Return the publication page below in full, word for word, before anything else.

**Given text**:
▽

Skip to main content
ARS Home » Plains Area » Lubbock, Texas » Cropping Systems Research Laboratory » Wind Erosion and Water Conservation Research » Research » Publications at this Location » Publication #367914

Research Project: Optimizing Water Use Efficiency for Environmentally Sustainable Agricultural Production Systems in Semi-Arid Regions

Location: Wind Erosion and Water Conservation Research

Title: Metabolic Activity -- Enzymes

item Acosta-Martinez, Veronica
item Perez-Guzman, Lumarie
item Veum, Kristen
item NUNES, MARCIO - Orise Fellow
item DICK, RICHARD - The Ohio State University

Submitted to: Book Chapter
Publication Type: Book / Chapter
Publication Acceptance Date: 9/16/2020
Publication Date: 8/15/2021
Citation: Acosta Martinez, V., Perez-Guzman, L., Veum, K.S., Nunes, M.R., Dick, R. 2021. Metabolic Activity - Enzymes. In: Karlen, D.L., Stott, D.E., Mikha, M.M. Soil Health Series. Volume 2 Laboratory Methods for Soil Health Analysis. Hoboken, NJ: John Wiley & Sons. 194-250.

△

**Supplied records**:
▽

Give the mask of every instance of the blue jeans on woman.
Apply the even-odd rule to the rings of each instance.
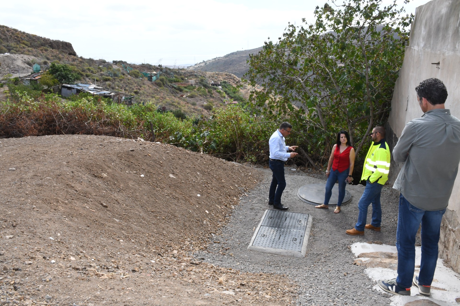
[[[372,203],[372,220],[371,225],[376,228],[380,228],[382,222],[382,208],[380,205],[380,195],[383,185],[378,183],[371,183],[368,180],[366,183],[364,192],[362,193],[361,198],[358,202],[358,222],[355,225],[357,231],[361,232],[364,230],[366,222],[368,218],[368,207]]]
[[[425,211],[409,203],[399,196],[398,228],[396,230],[396,248],[398,250],[398,277],[396,282],[400,287],[409,288],[412,285],[415,265],[415,235],[420,223],[422,229],[422,258],[419,283],[431,285],[437,261],[437,243],[439,241],[441,221],[446,209]]]
[[[345,180],[348,177],[348,172],[350,168],[344,171],[339,172],[339,169],[331,170],[328,177],[328,181],[326,183],[326,192],[324,193],[324,205],[329,205],[329,200],[332,195],[332,188],[334,187],[335,182],[339,180],[339,199],[337,200],[337,206],[340,207],[342,202],[345,197]]]
[[[270,161],[268,164],[273,173],[268,194],[268,201],[273,203],[275,207],[280,207],[281,195],[286,187],[286,180],[284,178],[284,162],[278,160]]]

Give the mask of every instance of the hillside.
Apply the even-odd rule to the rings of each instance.
[[[150,64],[133,65],[123,61],[109,63],[78,56],[68,42],[52,40],[29,34],[5,26],[0,26],[0,78],[11,75],[12,69],[19,70],[21,76],[32,72],[38,63],[42,66],[52,62],[71,66],[80,77],[77,82],[95,83],[105,89],[120,91],[123,95],[135,96],[136,103],[153,103],[171,111],[180,110],[190,116],[208,116],[214,107],[224,107],[224,100],[233,98],[223,91],[211,88],[212,81],[226,80],[232,86],[239,82],[229,73],[213,74],[184,69],[172,69]],[[123,68],[128,66],[132,70]],[[141,72],[160,73],[156,82],[140,78]],[[1,81],[0,81],[1,82]],[[242,96],[248,91],[243,89]],[[240,101],[242,102],[242,101]]]
[[[187,67],[187,69],[195,71],[228,72],[241,78],[249,70],[249,65],[246,62],[249,54],[257,53],[262,48],[259,47],[250,50],[232,52],[223,56],[196,64]]]

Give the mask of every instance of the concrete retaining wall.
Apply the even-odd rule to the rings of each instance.
[[[439,65],[433,63],[439,62]],[[387,139],[396,144],[406,123],[423,115],[415,87],[423,80],[437,78],[444,82],[448,96],[446,108],[460,118],[460,1],[432,0],[417,8],[391,101]],[[391,161],[389,180],[392,184],[402,164]],[[460,273],[460,175],[457,175],[448,211],[441,227],[440,255]]]

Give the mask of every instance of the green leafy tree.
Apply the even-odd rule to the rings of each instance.
[[[386,120],[413,17],[396,1],[332,3],[316,7],[312,24],[290,24],[277,42],[265,42],[250,56],[245,75],[263,89],[252,91],[251,101],[304,127],[320,157],[342,129],[358,152],[372,127]]]
[[[48,70],[60,84],[72,84],[80,78],[80,76],[68,65],[51,63]]]
[[[49,71],[47,71],[42,75],[39,82],[46,89],[49,89],[54,85],[59,84],[59,81]]]

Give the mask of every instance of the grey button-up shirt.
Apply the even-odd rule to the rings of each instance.
[[[404,162],[393,188],[420,209],[445,208],[460,162],[460,120],[441,109],[411,120],[395,146],[393,158]]]

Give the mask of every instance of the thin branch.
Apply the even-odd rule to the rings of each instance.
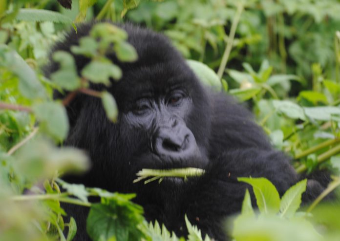
[[[64,106],[68,106],[70,102],[76,97],[78,93],[78,91],[77,90],[68,93],[66,97],[63,100],[63,105]]]
[[[14,105],[8,103],[0,102],[0,109],[11,110],[12,111],[21,111],[32,112],[32,109],[27,106]]]
[[[91,90],[90,89],[86,88],[80,88],[78,90],[79,92],[87,94],[88,95],[91,95],[92,96],[97,97],[98,98],[102,97],[102,93],[99,91],[94,91],[93,90]]]
[[[33,138],[33,136],[35,135],[36,134],[37,134],[38,130],[39,130],[39,128],[38,127],[35,127],[33,129],[33,131],[32,131],[29,135],[26,136],[25,139],[17,143],[12,148],[11,148],[9,150],[7,151],[7,154],[9,155],[12,155],[16,150],[23,146],[27,142],[29,141]]]
[[[325,142],[322,142],[317,146],[312,147],[312,148],[307,149],[307,150],[301,151],[299,153],[298,153],[294,157],[295,159],[299,159],[300,158],[308,156],[310,154],[314,153],[319,150],[320,150],[323,148],[326,148],[332,145],[340,142],[340,138],[335,138],[332,139],[332,140],[328,140]]]
[[[310,213],[313,209],[319,204],[320,202],[327,195],[330,193],[332,191],[340,185],[340,177],[338,177],[337,180],[331,182],[318,198],[314,200],[314,202],[311,204],[308,209],[307,210],[307,213]]]
[[[327,151],[323,152],[319,156],[318,156],[318,165],[323,163],[325,161],[327,161],[331,157],[332,157],[333,156],[339,152],[340,152],[340,145],[336,146],[335,147],[327,150]],[[305,164],[301,164],[301,166],[300,166],[296,169],[296,170],[298,173],[301,173],[301,172],[303,172],[305,171],[306,170],[307,170],[307,167]]]
[[[229,55],[230,55],[230,52],[232,51],[232,48],[233,48],[233,42],[234,41],[234,37],[235,37],[235,33],[236,33],[236,29],[238,24],[238,21],[241,18],[241,14],[243,10],[243,5],[242,3],[239,3],[237,6],[237,9],[236,12],[236,14],[235,17],[233,20],[233,23],[232,24],[232,27],[230,29],[230,32],[229,33],[229,36],[228,38],[228,42],[227,43],[227,46],[226,47],[226,49],[224,51],[224,53],[223,54],[223,56],[222,57],[222,60],[221,61],[221,64],[220,65],[219,68],[218,68],[218,71],[217,71],[217,75],[220,79],[222,79],[222,77],[223,75],[223,72],[224,72],[224,70],[226,69],[226,66],[227,66],[227,62],[228,62],[228,59],[229,58]]]

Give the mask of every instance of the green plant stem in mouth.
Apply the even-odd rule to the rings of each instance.
[[[142,169],[136,174],[138,177],[133,180],[133,183],[149,178],[149,180],[144,181],[144,184],[157,179],[159,179],[159,182],[160,183],[164,177],[177,177],[183,178],[185,180],[189,177],[202,176],[205,172],[205,171],[203,169],[195,167],[169,169]]]

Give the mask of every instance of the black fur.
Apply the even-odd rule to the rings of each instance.
[[[78,35],[69,33],[57,50],[70,51],[80,38],[88,35],[93,24],[78,27]],[[227,239],[222,222],[240,209],[247,185],[237,182],[238,177],[263,177],[270,180],[282,195],[298,180],[289,159],[272,147],[260,127],[247,110],[225,93],[213,93],[203,87],[178,52],[161,35],[126,24],[121,26],[128,34],[128,41],[139,56],[134,63],[122,63],[110,57],[123,71],[122,79],[112,81],[108,87],[93,85],[96,90],[106,89],[116,98],[120,115],[117,124],[106,118],[100,99],[78,94],[67,107],[71,129],[65,145],[85,149],[92,160],[92,168],[81,177],[68,181],[97,186],[111,191],[136,192],[134,202],[144,208],[148,221],[157,220],[178,235],[185,235],[185,214],[192,223],[204,234],[216,240]],[[79,70],[88,59],[76,56]],[[58,69],[52,62],[45,69],[47,75]],[[127,119],[130,103],[143,88],[151,85],[155,94],[162,94],[173,79],[188,90],[191,109],[184,118],[200,148],[201,157],[191,160],[199,163],[209,160],[202,177],[186,182],[164,181],[144,185],[132,184],[136,172],[146,167],[161,167],[149,155],[149,131]],[[57,93],[56,98],[63,96]],[[151,164],[150,164],[151,163]],[[148,166],[149,165],[149,166]],[[161,166],[160,166],[161,165]],[[171,167],[171,164],[167,167]],[[323,187],[314,182],[307,188],[306,200],[319,193]],[[76,240],[88,239],[85,231],[87,210],[78,206],[67,206],[68,215],[75,217],[78,225]]]

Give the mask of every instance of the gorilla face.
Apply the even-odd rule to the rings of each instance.
[[[201,126],[191,126],[199,118],[194,114],[194,100],[205,95],[196,77],[184,61],[134,67],[112,88],[114,96],[120,96],[120,124],[142,137],[131,170],[204,168],[208,162],[207,136],[201,139],[196,130],[205,129],[208,120],[201,120]]]

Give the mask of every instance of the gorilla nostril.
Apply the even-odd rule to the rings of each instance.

△

**Exercise output**:
Skip to main content
ARS Home » Plains Area » Lubbock, Texas » Cropping Systems Research Laboratory » Wind Erosion and Water Conservation Research » Research » Publications at this Location » Publication #367914

Research Project: Optimizing Water Use Efficiency for Environmentally Sustainable Agricultural Production Systems in Semi-Arid Regions

Location: Wind Erosion and Water Conservation Research

Title: Metabolic Activity -- Enzymes

item Acosta-Martinez, Veronica
item Perez-Guzman, Lumarie
item Veum, Kristen
item NUNES, MARCIO - Orise Fellow
item DICK, RICHARD - The Ohio State University

Submitted to: Book Chapter
Publication Type: Book / Chapter
Publication Acceptance Date: 9/16/2020
Publication Date: 8/15/2021
Citation: Acosta Martinez, V., Perez-Guzman, L., Veum, K.S., Nunes, M.R., Dick, R. 2021. Metabolic Activity - Enzymes. In: Karlen, D.L., Stott, D.E., Mikha, M.M. Soil Health Series. Volume 2 Laboratory Methods for Soil Health Analysis. Hoboken, NJ: John Wiley & Sons. 194-250.